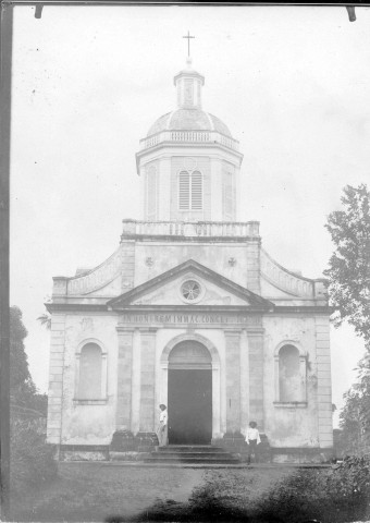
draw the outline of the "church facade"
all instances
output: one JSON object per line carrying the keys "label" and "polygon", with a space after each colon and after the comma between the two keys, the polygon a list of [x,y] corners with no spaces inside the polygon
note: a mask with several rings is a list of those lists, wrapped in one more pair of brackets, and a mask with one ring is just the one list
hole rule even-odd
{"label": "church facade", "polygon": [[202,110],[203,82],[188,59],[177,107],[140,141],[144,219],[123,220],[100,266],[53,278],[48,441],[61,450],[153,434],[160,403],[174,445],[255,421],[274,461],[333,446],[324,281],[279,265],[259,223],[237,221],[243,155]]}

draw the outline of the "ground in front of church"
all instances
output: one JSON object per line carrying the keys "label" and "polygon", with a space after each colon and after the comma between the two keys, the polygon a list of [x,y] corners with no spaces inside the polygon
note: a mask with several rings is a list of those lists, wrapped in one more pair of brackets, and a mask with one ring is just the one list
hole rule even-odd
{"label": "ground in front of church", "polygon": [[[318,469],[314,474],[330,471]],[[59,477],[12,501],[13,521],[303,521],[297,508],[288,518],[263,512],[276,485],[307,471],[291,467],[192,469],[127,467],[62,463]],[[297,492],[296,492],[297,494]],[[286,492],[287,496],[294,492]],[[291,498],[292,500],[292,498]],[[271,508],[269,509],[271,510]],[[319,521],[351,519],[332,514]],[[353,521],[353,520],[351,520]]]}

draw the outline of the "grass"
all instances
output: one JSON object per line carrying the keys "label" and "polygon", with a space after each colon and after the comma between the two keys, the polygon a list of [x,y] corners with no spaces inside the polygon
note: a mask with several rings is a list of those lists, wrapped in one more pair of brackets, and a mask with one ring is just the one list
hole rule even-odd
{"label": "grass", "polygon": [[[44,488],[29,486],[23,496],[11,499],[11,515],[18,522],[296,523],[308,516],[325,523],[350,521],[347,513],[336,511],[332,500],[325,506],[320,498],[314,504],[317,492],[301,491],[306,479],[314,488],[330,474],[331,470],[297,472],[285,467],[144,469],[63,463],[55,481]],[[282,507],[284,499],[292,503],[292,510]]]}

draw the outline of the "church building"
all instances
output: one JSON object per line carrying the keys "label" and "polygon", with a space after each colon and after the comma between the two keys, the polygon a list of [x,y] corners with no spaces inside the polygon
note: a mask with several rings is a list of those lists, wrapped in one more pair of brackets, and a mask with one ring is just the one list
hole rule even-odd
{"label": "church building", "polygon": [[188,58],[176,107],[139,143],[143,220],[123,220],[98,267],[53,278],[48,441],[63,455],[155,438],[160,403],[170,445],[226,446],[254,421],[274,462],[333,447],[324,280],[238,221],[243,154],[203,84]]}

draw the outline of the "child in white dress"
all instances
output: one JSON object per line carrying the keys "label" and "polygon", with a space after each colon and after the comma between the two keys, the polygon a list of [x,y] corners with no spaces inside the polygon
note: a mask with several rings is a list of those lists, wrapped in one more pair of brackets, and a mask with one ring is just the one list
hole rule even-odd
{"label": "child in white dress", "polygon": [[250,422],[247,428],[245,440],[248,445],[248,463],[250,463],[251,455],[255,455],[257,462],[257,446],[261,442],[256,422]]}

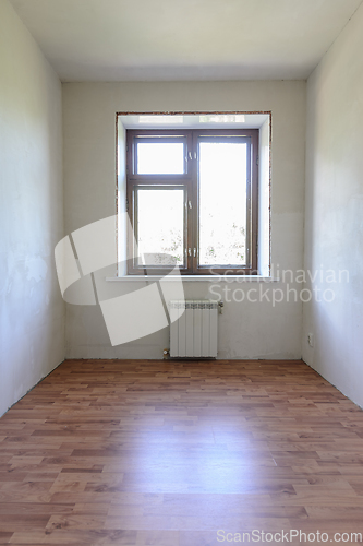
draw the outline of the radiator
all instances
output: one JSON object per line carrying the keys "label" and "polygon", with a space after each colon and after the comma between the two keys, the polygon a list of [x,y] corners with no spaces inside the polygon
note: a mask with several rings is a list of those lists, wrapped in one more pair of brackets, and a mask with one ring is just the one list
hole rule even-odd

• • • •

DIRECTIONS: Reproduce all of the entries above word for word, leaving out the pictures.

CORRECT RESULT:
draw the outline of the "church facade"
all instances
output: one JSON object per line carrying the keys "label" and "polygon", with a space after each colon and after the comma between the two keys, the polygon a list of [x,y] corners with no spaces inside the polygon
note: a mask with several rings is a list of those lists, wrapped in one more pair of brackets, and a mask with one ring is just the one list
hole rule even-odd
{"label": "church facade", "polygon": [[202,110],[203,82],[188,59],[177,107],[140,141],[144,219],[123,220],[100,266],[53,278],[48,441],[61,450],[153,434],[160,403],[174,445],[255,421],[274,461],[333,446],[324,281],[279,265],[259,223],[237,221],[243,155]]}

draw the outline of the "ground in front of church"
all instances
output: one JSON object per line carrying the keys "label" and "polygon", with a space after each colon and after the comma between the two keys, the polygon a list of [x,y] corners with no spaces inside the polygon
note: a mask with several rings is a list of those lists, wrapped in one more pair of brackets, and a mask with one ring is just the one list
hole rule even-odd
{"label": "ground in front of church", "polygon": [[[318,469],[314,474],[330,471]],[[59,477],[12,501],[13,521],[303,521],[297,508],[288,518],[263,512],[276,485],[307,471],[291,467],[192,469],[127,467],[62,463]],[[297,492],[296,492],[297,494]],[[286,492],[287,496],[294,492]],[[291,498],[292,500],[292,498]],[[271,508],[269,509],[271,510]],[[319,521],[351,519],[332,514]],[[353,521],[353,520],[351,520]]]}

draw the outline of the "grass"
all instances
output: one JSON object per line carrying the keys "label" and "polygon", with a space after each colon and after the comma between the two keys, the polygon a list of [x,y] corners with no spaces inside the polygon
note: a mask with several rings is a list of those lists, wrapped in one more pair of brackets, and a mask with one ring is just the one list
hole rule even-odd
{"label": "grass", "polygon": [[[44,488],[29,486],[23,496],[11,499],[11,515],[18,522],[296,523],[308,516],[325,523],[350,521],[347,513],[336,511],[332,500],[325,506],[320,498],[314,504],[317,492],[301,491],[306,479],[314,488],[330,474],[331,470],[297,472],[285,467],[144,469],[63,463],[55,481]],[[282,507],[284,499],[292,503],[292,510]]]}

draw the outline of the "church building"
all instances
output: one JSON object per line carrying the keys "label" and "polygon", with a space after each colon and after the comma between the two keys, the polygon a list of [x,y] corners with no spaces inside the polygon
note: a mask with several rings is a list of those lists, wrapped in one more pair of brackets, and a mask with one ring is just the one list
hole rule even-odd
{"label": "church building", "polygon": [[188,58],[176,107],[139,143],[143,220],[123,220],[98,267],[53,278],[48,441],[63,455],[155,438],[160,403],[170,445],[226,446],[254,421],[274,462],[333,447],[324,280],[238,221],[243,154],[203,84]]}

draw the outline of the "child in white dress"
all instances
output: one JSON object per line carrying the keys "label" and "polygon", with a space after each colon and after the comma between the two keys, the polygon a list of [x,y] corners with no spaces inside the polygon
note: a mask with several rings is a list of those lists, wrapped in one more pair of brackets, and a mask with one ring is just the one list
hole rule even-odd
{"label": "child in white dress", "polygon": [[250,422],[247,428],[245,440],[248,445],[248,463],[250,463],[251,455],[255,455],[257,462],[257,446],[261,442],[256,422]]}

draw the outline of the radiator
all instances
output: one JSON object per line carrying the keys "label" and "polygon", with a space after each colon and after the comma between the two keys, the polygon a list of [x,y] corners with no spaces inside the polygon
note: a mask with several rings is a list of those lists, wrapped in one more pair of brackets, and a mask with one ring is just the one list
hole rule even-odd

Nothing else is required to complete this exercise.